Dataset items

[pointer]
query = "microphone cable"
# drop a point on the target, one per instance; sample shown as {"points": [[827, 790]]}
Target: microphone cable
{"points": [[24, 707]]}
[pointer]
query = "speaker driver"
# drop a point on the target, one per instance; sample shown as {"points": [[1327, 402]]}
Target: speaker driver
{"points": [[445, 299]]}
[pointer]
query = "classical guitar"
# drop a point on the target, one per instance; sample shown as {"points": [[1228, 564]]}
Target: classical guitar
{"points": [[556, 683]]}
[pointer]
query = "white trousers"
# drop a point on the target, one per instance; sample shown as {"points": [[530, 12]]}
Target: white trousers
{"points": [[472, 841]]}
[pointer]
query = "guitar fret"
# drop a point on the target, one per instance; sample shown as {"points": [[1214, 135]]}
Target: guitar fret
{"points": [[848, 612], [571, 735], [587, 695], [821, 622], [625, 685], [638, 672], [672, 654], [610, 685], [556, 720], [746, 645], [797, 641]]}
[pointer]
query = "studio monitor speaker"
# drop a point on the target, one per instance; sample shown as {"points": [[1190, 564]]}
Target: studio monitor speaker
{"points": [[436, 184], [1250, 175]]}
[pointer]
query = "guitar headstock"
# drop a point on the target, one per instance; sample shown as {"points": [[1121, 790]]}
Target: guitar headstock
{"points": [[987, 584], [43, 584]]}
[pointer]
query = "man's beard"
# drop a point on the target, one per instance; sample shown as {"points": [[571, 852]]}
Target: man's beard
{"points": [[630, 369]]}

**THE REQUEST:** All of the entries above must be quoted exactly.

**REPLY TO THE EXERCISE:**
[pointer]
query = "microphone cable"
# drop a point on the target, one per instance; sample shown as {"points": [[827, 790]]}
Target: microphone cable
{"points": [[24, 707]]}
[pointer]
query = "speaker driver"
# drop a point on the target, one per instance; sample shown as {"points": [[1327, 402]]}
Target: speaker driver
{"points": [[445, 299]]}
[pointer]
query = "classical guitar"
# drop a point on the target, one per instance; sample shown as {"points": [[1228, 564]]}
Target: classical guitar
{"points": [[556, 683]]}
[pointer]
query = "white trousers"
# drop a point on the target, one per instance; sample shown as {"points": [[530, 12]]}
Target: white trousers
{"points": [[472, 841]]}
[pointer]
query = "guitar fret"
# drop a point on the target, one per instance; sample shown as {"points": [[1214, 135]]}
Target: guitar fret
{"points": [[848, 612], [571, 735], [587, 695], [821, 622], [625, 685], [638, 672], [672, 654], [610, 685], [556, 720], [746, 645], [797, 641]]}
[pointer]
query = "studio monitor speaker"
# drop a point on the target, one per instance; sample shown as {"points": [[1190, 564]]}
Target: studio monitor speaker
{"points": [[436, 184], [1250, 175]]}
[pointer]
query = "guitar headstock"
# drop a point on the target, one per instance; sample shown as {"points": [[1121, 790]]}
Target: guitar headstock
{"points": [[987, 584], [43, 584]]}
[pointer]
query = "man's beard"
# drop a point on the target, one per instance; sample shown as {"points": [[571, 852]]}
Target: man's beard
{"points": [[630, 369]]}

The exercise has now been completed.